Format the lines from the one with "Report the location of every instance of the paved" through the end of the items as a JSON list of strings, one string per line, leaving out blank lines and including both ends.

══ INPUT ══

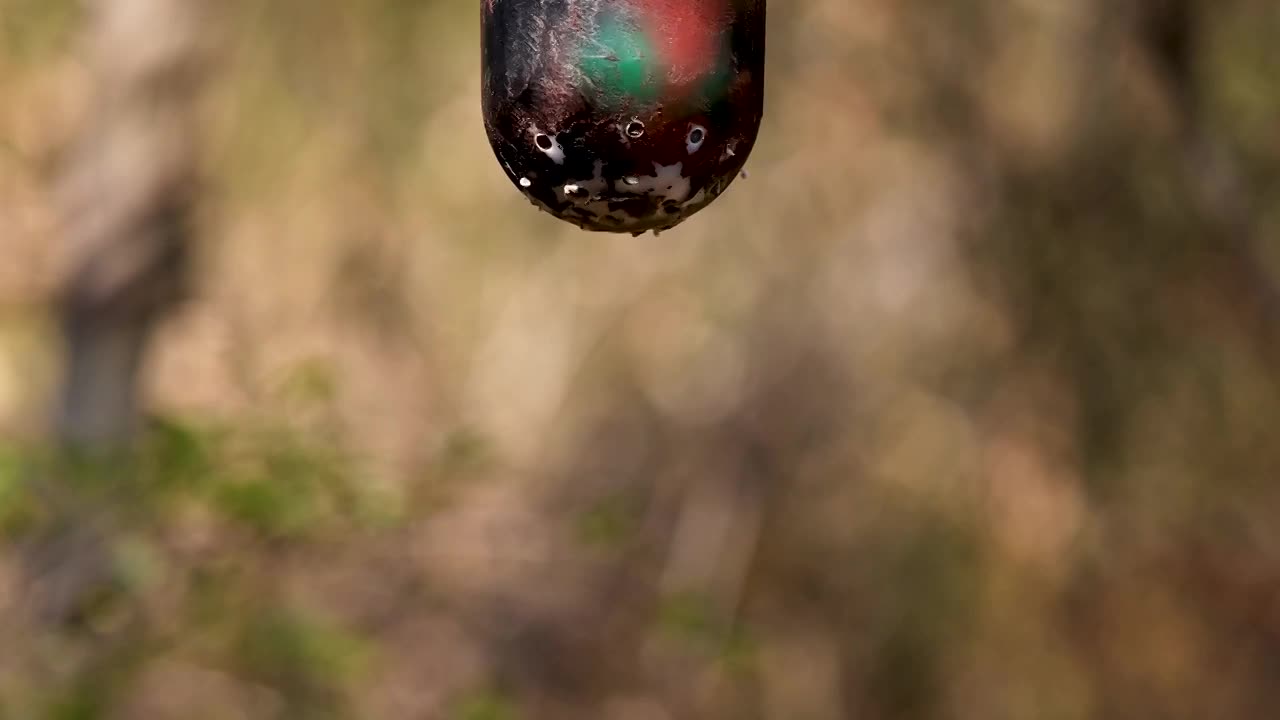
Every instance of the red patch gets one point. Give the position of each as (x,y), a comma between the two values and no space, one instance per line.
(688,33)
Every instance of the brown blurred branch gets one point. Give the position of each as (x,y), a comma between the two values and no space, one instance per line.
(1171,32)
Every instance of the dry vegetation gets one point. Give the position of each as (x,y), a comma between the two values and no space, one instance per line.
(961,406)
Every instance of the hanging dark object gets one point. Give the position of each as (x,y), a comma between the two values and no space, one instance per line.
(622,115)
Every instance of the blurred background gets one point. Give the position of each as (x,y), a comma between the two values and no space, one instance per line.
(960,406)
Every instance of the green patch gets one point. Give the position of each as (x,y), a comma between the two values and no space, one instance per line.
(620,67)
(487,705)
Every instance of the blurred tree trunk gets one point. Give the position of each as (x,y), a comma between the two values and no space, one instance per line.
(129,190)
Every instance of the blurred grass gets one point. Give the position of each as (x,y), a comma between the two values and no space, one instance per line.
(956,408)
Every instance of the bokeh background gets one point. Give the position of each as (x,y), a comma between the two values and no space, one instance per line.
(963,405)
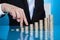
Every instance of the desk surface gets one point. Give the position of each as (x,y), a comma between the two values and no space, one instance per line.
(18,35)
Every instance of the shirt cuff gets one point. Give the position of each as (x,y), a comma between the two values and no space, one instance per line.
(1,12)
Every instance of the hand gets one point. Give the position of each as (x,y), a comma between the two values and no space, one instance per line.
(15,12)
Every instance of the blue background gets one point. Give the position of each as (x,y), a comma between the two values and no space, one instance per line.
(55,7)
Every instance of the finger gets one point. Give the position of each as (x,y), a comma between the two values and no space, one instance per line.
(21,22)
(18,16)
(14,15)
(25,20)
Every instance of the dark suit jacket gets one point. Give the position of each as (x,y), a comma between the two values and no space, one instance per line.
(39,12)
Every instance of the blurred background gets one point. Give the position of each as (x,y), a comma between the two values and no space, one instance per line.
(53,9)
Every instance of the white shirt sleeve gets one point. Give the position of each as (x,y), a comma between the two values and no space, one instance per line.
(1,12)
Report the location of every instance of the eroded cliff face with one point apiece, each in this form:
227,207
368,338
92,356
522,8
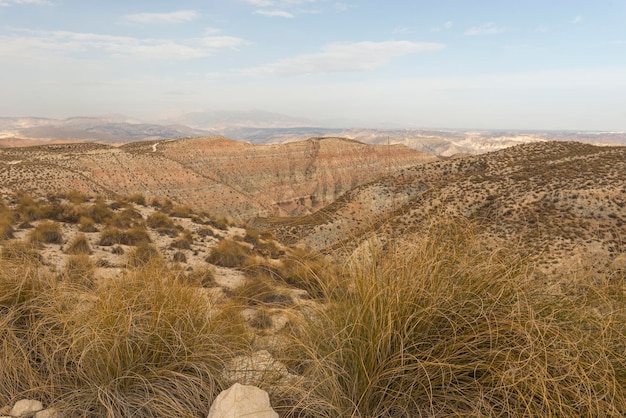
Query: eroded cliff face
225,177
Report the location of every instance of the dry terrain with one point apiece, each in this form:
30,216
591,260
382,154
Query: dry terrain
557,200
222,176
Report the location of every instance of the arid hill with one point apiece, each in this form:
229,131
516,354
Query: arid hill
222,176
558,200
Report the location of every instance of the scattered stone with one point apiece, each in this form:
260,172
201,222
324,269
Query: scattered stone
26,408
240,401
255,369
49,413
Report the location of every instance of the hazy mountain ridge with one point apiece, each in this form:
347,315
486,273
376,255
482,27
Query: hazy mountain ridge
265,127
226,177
558,200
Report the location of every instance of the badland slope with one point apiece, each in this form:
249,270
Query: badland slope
222,176
559,201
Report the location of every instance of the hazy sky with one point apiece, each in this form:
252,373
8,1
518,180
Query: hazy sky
527,64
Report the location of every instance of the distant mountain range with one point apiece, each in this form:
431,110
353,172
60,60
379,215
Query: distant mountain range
259,127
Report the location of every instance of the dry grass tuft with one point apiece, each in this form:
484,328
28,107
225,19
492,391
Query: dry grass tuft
47,232
143,345
228,253
445,328
79,245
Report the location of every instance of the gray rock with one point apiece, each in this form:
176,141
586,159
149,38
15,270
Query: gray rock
26,408
241,401
254,369
49,413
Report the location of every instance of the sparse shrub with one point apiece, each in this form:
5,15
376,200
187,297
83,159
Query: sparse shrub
179,257
181,212
445,328
309,271
79,245
252,236
6,229
47,232
222,223
127,218
86,224
139,346
135,236
76,197
184,242
79,270
99,212
28,209
228,253
262,320
262,290
143,255
207,232
115,236
117,250
204,277
138,199
160,221
20,252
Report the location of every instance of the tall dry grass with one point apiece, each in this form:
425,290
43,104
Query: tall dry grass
145,344
442,327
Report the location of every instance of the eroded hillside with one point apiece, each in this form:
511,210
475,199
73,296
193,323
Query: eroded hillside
222,176
556,200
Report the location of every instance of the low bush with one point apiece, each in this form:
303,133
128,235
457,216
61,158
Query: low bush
86,224
79,245
115,236
47,232
79,270
160,221
144,255
138,346
445,328
228,253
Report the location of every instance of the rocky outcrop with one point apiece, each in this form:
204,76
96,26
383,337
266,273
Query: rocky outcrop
222,176
242,401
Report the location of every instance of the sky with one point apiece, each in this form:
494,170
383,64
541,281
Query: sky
479,64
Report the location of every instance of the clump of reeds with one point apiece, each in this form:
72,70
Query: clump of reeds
228,253
47,232
145,344
442,327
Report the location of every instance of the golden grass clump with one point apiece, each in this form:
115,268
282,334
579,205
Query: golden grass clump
79,270
137,235
145,344
79,245
144,255
47,232
160,221
6,228
228,253
442,327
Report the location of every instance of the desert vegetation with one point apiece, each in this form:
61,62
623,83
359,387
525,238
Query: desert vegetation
112,306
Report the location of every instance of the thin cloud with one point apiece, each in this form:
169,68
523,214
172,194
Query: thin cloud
261,3
274,13
7,3
343,57
401,29
446,26
179,16
34,43
486,29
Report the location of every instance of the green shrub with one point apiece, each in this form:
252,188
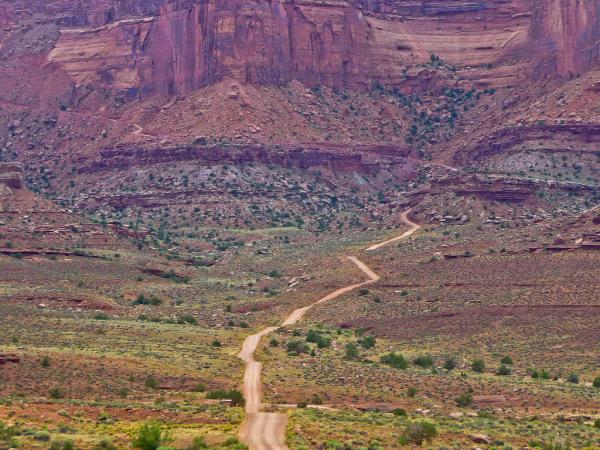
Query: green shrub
151,382
395,360
478,366
573,378
464,399
352,351
105,444
6,432
297,347
57,393
236,397
198,444
423,361
151,300
187,319
367,342
42,436
151,436
317,337
450,363
66,444
233,444
504,370
419,432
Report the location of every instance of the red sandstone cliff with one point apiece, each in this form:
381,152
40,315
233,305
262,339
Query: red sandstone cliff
174,46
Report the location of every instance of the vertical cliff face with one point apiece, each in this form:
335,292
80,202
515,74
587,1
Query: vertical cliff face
255,41
568,34
175,46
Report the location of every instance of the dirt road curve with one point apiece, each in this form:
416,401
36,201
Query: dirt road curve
266,431
413,227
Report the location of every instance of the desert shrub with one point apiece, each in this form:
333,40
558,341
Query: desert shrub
450,363
105,444
504,370
395,360
189,319
198,444
573,378
151,382
318,338
478,366
66,444
6,432
42,436
56,393
423,361
236,397
150,436
297,347
464,399
233,444
419,432
367,342
351,351
151,300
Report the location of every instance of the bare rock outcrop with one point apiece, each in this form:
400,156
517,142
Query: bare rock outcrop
174,46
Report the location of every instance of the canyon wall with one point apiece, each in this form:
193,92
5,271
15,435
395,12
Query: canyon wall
175,46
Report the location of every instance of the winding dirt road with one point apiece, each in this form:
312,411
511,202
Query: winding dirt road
266,431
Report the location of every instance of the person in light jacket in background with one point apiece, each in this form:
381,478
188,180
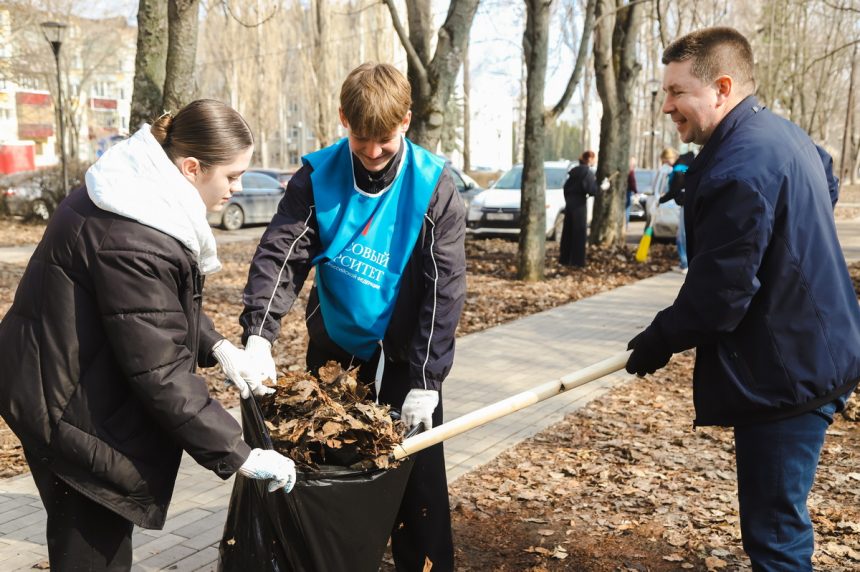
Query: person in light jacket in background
99,348
381,222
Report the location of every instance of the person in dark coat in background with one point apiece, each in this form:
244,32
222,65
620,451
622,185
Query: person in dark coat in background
579,185
99,348
768,302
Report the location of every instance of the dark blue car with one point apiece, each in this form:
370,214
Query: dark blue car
257,203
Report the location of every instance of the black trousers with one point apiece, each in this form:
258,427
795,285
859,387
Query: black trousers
422,530
82,534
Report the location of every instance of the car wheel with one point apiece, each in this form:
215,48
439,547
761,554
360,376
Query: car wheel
233,218
557,228
40,209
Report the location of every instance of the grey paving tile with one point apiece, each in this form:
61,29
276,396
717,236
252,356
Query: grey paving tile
197,561
164,559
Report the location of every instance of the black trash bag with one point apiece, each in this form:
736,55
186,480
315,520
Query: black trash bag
334,519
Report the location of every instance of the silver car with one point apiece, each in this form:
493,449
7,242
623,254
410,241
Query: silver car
257,203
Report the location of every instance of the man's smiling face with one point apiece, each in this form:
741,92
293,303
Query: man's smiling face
694,106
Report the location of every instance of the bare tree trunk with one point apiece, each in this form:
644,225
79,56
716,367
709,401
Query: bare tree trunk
467,114
844,159
432,80
533,195
149,62
586,106
181,53
615,69
532,246
325,119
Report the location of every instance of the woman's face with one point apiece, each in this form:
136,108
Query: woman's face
218,183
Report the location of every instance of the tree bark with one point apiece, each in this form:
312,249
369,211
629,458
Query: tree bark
615,69
432,81
467,114
182,16
844,157
532,243
325,117
149,63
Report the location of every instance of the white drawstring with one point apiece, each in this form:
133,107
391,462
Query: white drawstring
380,370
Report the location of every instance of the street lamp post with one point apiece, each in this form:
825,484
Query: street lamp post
53,32
654,87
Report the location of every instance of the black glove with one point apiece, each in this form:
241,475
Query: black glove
650,351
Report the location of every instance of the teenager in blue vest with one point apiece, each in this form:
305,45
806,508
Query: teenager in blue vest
768,302
380,221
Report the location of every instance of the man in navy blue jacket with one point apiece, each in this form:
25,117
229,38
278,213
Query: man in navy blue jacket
768,302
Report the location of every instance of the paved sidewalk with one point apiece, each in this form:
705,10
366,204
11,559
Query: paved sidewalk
490,366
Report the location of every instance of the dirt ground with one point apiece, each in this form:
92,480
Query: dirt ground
624,484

═══

WRITTEN REPLY -
[
  "Report the location of every instance of the paved sidewalk with one point apiece, each in this form:",
  "705,10",
  "366,204",
  "11,559",
  "Query: paved sidewalk",
  "490,366",
  "Report the location of every instance of the dirt ground with one point apiece, each in this form:",
  "92,480",
  "Query: dirt ground",
  "624,484"
]